Causeur. Depuis la démission de Matteo Renzi, l’Italie vit une énième crise politique. Traverse-t-elle des turbulences propres à tout l’Occident ou vit-elle un malaise aux racines plus profondes ?
Vincent Raynaud[1. Vincent Raynaud est éditeur et traducteur. Il dirige le domaine italien de Gallimard.]. Dans une large mesure, j’y vois les secousses sismiques du modèle italien. Après une phase de relative stabilité – puisque Renzi est resté au pouvoir trois ans, ce qui est beaucoup pour un président du Conseil italien –, la situation devait inévitablement finir par craquer. Un peu comme Valls, Renzi s’est d’abord aliéné son propre parti, beaucoup plus à gauche que lui-même puisque le parti démocrate reste l’héritier, même lointain, du parti communiste. Au fond, Matteo Renzi a voulu normaliser l’Italie et rationaliser un système politique difficilement contrôlable, mais aussi créer une nouvelle forme d’élite, quitte à laisser de côté le petit peuple. Il incarne un curieux mélange, à la fois tribun populiste et dirigeant légitimiste, fasciné par le monde des institutions européennes et des grandes banques. Renzi entendait jouer dans la cour des grands, taper dans le dos d’Obama et ruer dans les brancards face à Merkel. En Italie, ce genre d’attitude passe mal car les citoyens apprécient une certaine humilité – la modestie est l’une des valeurs de la République italienne, fondée sur le travail. Fils d’un hiérarque démocrate-chrétien, Renzi est perçu comme un privilégié, pur produit du système politique. Cela l’expose aux attaques du Mouvement 5 étoiles (M5S) de Beppe Grillo mais aussi de l’aile gauche de son propre parti, qui est en train de faire sécession. Tout cela risque de lui faire perdre les prochaines élections législatives.
=======
### Objectifs
a) Relevez toutes les personnes désignées par leur nom dans l'entretien sur la politique italienne.
b) Recopiez à l'identique le passage de l'entretien sur la politique italienne qui va de « Causeur. Depuis la » jusqu'à « plus profondes ? » inclus.

### Entrées brutes
=======
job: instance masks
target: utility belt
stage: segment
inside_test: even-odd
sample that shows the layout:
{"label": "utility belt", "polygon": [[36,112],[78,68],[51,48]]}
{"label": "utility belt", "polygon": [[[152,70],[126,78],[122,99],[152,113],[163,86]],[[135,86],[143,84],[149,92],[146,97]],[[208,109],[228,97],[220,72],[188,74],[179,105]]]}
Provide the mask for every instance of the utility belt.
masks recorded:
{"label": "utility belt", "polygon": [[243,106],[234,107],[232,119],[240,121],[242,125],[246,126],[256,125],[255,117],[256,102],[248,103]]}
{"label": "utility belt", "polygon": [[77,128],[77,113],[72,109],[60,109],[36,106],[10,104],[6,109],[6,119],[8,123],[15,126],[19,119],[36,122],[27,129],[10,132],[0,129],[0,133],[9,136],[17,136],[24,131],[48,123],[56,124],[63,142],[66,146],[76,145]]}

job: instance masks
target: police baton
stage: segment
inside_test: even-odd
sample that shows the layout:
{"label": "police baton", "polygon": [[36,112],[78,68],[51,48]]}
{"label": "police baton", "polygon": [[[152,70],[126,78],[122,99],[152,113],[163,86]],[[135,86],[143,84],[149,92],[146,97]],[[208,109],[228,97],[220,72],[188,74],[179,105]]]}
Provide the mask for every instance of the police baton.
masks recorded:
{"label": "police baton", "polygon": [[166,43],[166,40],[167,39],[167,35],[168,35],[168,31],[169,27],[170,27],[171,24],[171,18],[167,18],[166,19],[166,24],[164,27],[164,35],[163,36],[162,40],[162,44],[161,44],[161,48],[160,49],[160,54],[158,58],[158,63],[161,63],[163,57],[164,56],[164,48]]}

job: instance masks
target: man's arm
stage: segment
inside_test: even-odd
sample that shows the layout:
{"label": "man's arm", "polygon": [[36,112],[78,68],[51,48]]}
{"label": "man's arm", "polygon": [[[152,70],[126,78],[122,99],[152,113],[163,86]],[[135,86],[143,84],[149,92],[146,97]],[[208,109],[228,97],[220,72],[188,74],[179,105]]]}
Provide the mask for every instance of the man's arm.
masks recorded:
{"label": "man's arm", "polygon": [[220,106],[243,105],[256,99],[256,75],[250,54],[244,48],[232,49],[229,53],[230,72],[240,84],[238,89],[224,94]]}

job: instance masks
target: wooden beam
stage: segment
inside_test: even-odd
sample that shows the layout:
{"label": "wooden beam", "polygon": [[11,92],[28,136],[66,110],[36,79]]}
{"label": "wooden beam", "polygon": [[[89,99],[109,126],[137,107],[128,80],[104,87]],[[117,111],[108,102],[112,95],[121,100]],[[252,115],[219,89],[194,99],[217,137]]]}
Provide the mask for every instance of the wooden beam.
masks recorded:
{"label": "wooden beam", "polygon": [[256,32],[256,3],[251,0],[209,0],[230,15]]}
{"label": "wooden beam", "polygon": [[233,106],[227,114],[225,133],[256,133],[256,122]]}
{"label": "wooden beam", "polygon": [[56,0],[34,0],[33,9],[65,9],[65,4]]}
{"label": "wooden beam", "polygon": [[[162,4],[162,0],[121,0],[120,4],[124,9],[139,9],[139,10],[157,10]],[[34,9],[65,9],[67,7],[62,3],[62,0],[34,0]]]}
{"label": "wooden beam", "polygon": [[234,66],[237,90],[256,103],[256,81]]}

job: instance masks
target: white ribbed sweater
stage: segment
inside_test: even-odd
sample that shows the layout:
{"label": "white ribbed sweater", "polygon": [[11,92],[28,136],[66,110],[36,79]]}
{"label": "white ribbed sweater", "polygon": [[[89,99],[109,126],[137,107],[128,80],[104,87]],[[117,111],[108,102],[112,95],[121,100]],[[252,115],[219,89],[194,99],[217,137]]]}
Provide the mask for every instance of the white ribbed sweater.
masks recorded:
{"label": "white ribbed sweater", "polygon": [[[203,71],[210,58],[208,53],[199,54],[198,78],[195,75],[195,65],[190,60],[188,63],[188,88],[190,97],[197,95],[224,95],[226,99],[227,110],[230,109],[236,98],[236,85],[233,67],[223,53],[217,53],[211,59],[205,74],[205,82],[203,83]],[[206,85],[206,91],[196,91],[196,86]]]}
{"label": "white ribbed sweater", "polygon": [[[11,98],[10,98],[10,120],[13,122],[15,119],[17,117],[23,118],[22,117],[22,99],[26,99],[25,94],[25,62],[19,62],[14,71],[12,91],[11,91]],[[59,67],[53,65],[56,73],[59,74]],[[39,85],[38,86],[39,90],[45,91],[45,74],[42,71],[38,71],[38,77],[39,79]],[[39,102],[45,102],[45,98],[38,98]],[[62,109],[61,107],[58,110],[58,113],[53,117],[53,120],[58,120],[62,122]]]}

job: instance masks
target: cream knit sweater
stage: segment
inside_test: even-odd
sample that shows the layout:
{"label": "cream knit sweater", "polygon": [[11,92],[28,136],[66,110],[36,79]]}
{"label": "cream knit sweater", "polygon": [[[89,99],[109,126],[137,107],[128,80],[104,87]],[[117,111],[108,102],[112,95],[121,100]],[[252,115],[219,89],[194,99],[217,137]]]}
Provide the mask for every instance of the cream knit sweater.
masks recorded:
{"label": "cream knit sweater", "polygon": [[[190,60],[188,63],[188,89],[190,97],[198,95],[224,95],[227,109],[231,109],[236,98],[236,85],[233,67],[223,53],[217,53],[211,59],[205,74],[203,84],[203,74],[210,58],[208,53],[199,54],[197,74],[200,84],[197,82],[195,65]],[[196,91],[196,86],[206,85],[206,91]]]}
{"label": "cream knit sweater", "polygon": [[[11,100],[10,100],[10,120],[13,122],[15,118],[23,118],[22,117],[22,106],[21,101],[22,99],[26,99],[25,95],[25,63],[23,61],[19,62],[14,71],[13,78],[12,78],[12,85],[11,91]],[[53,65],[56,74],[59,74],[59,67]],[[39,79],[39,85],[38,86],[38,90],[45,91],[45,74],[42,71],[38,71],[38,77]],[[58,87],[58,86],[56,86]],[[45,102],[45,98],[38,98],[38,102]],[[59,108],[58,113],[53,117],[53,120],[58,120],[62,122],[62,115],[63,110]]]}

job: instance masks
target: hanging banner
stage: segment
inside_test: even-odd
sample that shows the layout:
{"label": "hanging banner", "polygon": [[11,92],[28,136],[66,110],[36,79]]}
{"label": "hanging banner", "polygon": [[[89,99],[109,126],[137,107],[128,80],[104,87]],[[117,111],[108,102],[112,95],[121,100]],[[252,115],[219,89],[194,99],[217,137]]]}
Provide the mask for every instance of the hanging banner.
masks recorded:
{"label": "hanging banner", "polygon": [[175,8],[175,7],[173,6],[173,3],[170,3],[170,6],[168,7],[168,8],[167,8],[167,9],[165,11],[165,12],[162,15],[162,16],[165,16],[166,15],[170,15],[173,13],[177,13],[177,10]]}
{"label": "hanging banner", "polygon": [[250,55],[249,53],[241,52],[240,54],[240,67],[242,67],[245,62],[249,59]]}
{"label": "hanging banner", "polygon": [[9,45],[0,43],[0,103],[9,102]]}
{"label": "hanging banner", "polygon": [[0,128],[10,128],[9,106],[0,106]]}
=======
### Réponses rédigées
a)
- Matteo Renzi
- Vincent Raynaud
- Valls
- Obama
- Merkel
- Beppe Grillo

b)
Causeur. Depuis la démission de Matteo Renzi, l’Italie vit une énième crise politique. Traverse-t-elle des turbulences propres à tout l’Occident ou vit-elle un malaise aux racines plus profondes ?